=== Dataset records ===
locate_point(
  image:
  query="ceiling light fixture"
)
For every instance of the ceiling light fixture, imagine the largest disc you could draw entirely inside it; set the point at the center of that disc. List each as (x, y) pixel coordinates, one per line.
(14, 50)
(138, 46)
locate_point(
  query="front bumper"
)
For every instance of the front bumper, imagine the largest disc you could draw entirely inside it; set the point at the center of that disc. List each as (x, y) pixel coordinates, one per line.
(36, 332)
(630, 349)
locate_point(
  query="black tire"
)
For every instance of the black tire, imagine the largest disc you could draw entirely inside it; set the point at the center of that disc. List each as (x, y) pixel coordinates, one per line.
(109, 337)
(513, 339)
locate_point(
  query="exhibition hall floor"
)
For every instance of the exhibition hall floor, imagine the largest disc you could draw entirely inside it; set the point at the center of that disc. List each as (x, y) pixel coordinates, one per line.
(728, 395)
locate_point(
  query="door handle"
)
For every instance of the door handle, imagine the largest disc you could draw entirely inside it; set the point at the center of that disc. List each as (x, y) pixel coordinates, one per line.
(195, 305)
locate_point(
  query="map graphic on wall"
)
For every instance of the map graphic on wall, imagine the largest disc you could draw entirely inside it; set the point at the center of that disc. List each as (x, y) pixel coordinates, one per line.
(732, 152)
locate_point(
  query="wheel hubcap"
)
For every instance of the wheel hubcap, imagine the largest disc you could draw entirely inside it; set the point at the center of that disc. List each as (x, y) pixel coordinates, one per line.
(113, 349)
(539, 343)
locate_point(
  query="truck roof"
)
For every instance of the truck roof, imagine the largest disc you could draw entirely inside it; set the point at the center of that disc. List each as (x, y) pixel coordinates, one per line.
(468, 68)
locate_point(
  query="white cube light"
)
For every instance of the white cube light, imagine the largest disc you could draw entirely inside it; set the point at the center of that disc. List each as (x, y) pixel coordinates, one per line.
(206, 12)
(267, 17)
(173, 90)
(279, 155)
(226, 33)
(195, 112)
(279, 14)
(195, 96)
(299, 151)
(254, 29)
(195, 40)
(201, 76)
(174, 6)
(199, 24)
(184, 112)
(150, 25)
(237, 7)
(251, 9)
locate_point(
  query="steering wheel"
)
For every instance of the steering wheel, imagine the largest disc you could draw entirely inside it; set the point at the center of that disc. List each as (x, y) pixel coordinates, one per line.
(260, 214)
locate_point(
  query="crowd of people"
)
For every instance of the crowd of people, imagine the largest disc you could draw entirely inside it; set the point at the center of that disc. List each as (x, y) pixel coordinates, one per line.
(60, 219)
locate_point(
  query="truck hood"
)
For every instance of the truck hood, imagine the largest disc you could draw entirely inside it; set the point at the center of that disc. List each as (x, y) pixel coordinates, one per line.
===
● **Challenge**
Quote all of the entries verbatim.

● **Output**
locate_point(
  image:
  query="ceiling light fixture"
)
For every instance of the ceiling light fixture, imagine the largest disc you could draw entirely inside it; set the point at the center of that disc. List each as (x, y) pixel coordinates, one per line.
(14, 50)
(138, 46)
locate_point(
  query="front bumper"
)
For every instance of the front bumper, imagine the largest disc you could draw entirely inside it; set the point at the center of that disc. List each as (x, y) pixel coordinates, one per line.
(36, 332)
(630, 349)
locate_point(
  query="black tire"
)
For every instance of the black tire, imagine the largest disc you could draw entirely inside it; set the point at the center of that disc. List each as (x, y) pixel coordinates, one per line.
(109, 337)
(513, 339)
locate_point(
  query="exhibition hall floor"
)
For every instance of the exhibition hall floor, imagine the largest disc you could draw entirely inside it; set the point at the center of that disc. List each as (x, y) pixel coordinates, one per line.
(728, 395)
locate_point(
  query="door handle"
)
For every instance of the door handle, imagine the largest disc you could draw entirely inside it; set the point at the center of that disc. List each as (x, y) pixel coordinates, one per line.
(195, 305)
locate_point(
  query="map graphic on wall"
)
For every instance of the map graphic on wall, imagine the largest disc you could draw entirely inside it; set the point at the center of that disc. List each as (x, y) pixel coordinates, one per line.
(732, 152)
locate_point(
  query="wheel hubcap"
)
For every instance of the wheel hubcap, imagine the largest disc you could draw entirely inside it; set the point at the center of that disc. List each as (x, y) pixel coordinates, one per line.
(113, 349)
(539, 343)
locate_point(
  query="truck roof"
)
For every instance of the truck roof, imagine the largest disc you could draw entirely inside it; set the point at the center of that disc. List each as (x, y) pixel coordinates, one per line.
(468, 68)
locate_point(
  query="white cube light"
)
For every instance of the white cube light, imagine the largest disc you could draw entirely inside it; set the point at the center of that disc. List each as (x, y) pixel coordinates, one per line.
(206, 12)
(267, 17)
(173, 90)
(279, 155)
(226, 33)
(195, 112)
(279, 14)
(195, 96)
(299, 151)
(254, 29)
(195, 40)
(201, 76)
(174, 6)
(199, 24)
(184, 112)
(150, 25)
(237, 7)
(251, 9)
locate_point(
  query="steering wheel"
)
For every instance of the steering wheel, imagine the largest disc you could draw entirely inside it; set the point at the center of that disc. List each as (x, y) pixel coordinates, one per line.
(260, 214)
locate_point(
  query="crowd of people"
)
For every instance of the crowd of people, imagine the largest disc you could draw entirely inside it; set the point at the center of that disc. List each as (x, y) pixel coordinates, one per line.
(60, 219)
locate_point(
  query="truck hood"
)
For every instance of the truck hood, imagine the largest disc you could draw entirely inside it; set the point at the center of that disc. List each as (x, y) pixel coordinates, one per line.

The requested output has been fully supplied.